#### Extract provided
WHEN LIEUTENANT Shirase suggested going to the South Pole, everyone in Japan thought he was mad. Only a few decades earlier, simply leaving the country had been forbidden on pain of death. In a nation with no tradition of polar exploration, Shirase struggled to find anyone to back the venture. But he was persistent and eventually found a man who shared his enthusiasm: Count Okuma, a prominent nobleman and a former prime minister.

Okuma gave Shirase enough money to buy and equip a ship—just. He bought a three-masted wooden schooner 30 metres long, a third the size of Scott’s Terra Nova. The Kainan Maru was reinforced with iron panels and fitted with a small engine to help it plough a path through the ice. And when everything was ready, Okuma presented Shirase with a marvellous sword forged in 1600. The ship set sail in December 1910.

The Japanese Antarctic Expedition ran straight into terrible weather. Battered and buffeted, the little ship arrived in New Zealand in February 1911 to take on supplies. The hostility was palpable. The local press sneered loudly. The ship was too small. The 27 men were badly equipped and they had no experience. They were taking dogs when Scott had ponies and their sledges were like toys. “The equipment does not seem such as a Scott or a Shackleton would select for a dash to the Pole,” sniffed one paper.

And how could the men possibly reach the pole on a diet of rice, pickled plums and dried cuttlefish? Even their clothes were wrong. “The commander, in his smart khaki uniform and cloak, with blue facings, a highly decorated sword and a pair of spurs, did not look ready for the hardships of the Antarctic,” reported The Lyttelton Times, although it admitted this “might not necessarily” be his Antarctic outfit.

Douglas Mawson, an Australian who had been on Ernest Shackleton’s Nimrod expedition, suggested that the team wasn’t interested in the pole but was eyeing up Antarctica’s vast colonies of seals “with a view to establishing an industry in oil and skin”. And if they were entering the race to the south then they were “contravening the laws of etiquette” by trying to steal Scott’s thunder.

One criticism was justified. Everyone agreed that Shirase had left it too late in the season to land men in Antarctica and set up a base for a push to the pole. Undaunted, he set sail from Wellington on 11 February.

#### Problems to solve
A: Format the entries from the line containing "Where can the teal" through the end of the entries as a JSON list of strings, one string per line, with blank lines omitted.
B: Continue the account of Lieutenant Shirase's Antarctic expedition from where it ends.

(Pointing dataset excerpts)
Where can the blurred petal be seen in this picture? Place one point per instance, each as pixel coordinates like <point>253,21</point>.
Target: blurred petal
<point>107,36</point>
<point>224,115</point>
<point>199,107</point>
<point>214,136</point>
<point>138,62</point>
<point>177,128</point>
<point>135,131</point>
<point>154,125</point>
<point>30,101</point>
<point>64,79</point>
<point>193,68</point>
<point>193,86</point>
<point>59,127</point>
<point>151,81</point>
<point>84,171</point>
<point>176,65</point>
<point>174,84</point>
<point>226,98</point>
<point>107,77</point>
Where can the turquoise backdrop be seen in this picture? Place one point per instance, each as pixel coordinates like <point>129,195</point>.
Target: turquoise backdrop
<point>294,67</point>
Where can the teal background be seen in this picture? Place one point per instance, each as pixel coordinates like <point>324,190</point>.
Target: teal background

#### Answers for the tasks
A:
[
  "Where can the teal background be seen in this picture? Place one point per instance, each as pixel coordinates like <point>324,190</point>.",
  "Target: teal background"
]

B:
The Kainan Maru was soon fighting its way through the worst seas anyone aboard had ever seen. When the weather finally calmed, the sailors saw their first penguins, and then their first icebergs. But as they drew near to land, the ice began to close in at alarming speed. The expedition wouldn’t have survived a winter locked in the ice. Disappointed, they turned back.

On 2 May, the Kainan Maru sailed into Sydney Harbour. Shirase hoped to spend the winter there while his men repaired the ship and he stocked up ready for another trip south. If he expected even a hint of a hero’s welcome, he was in for a shock.

Anti-Japanese feelings were running high in Australia. “We found ourselves, in some quarters, subject to a degree of suspicion,” he wrote later. This was something of an understatement. The men were allowed to camp in a place called Parsley Bay. There they built the wooden hut that was to have been their base camp in Antarctica and got by on meagre rations of rice and pickles. Parsley Bay was close to the military forts guarding the entrance to Sydney harbour. Rumours began to spread that the ship was on a clandestine mission. According to one reporter the forts had posted extra sentries at night and cancelled all leave.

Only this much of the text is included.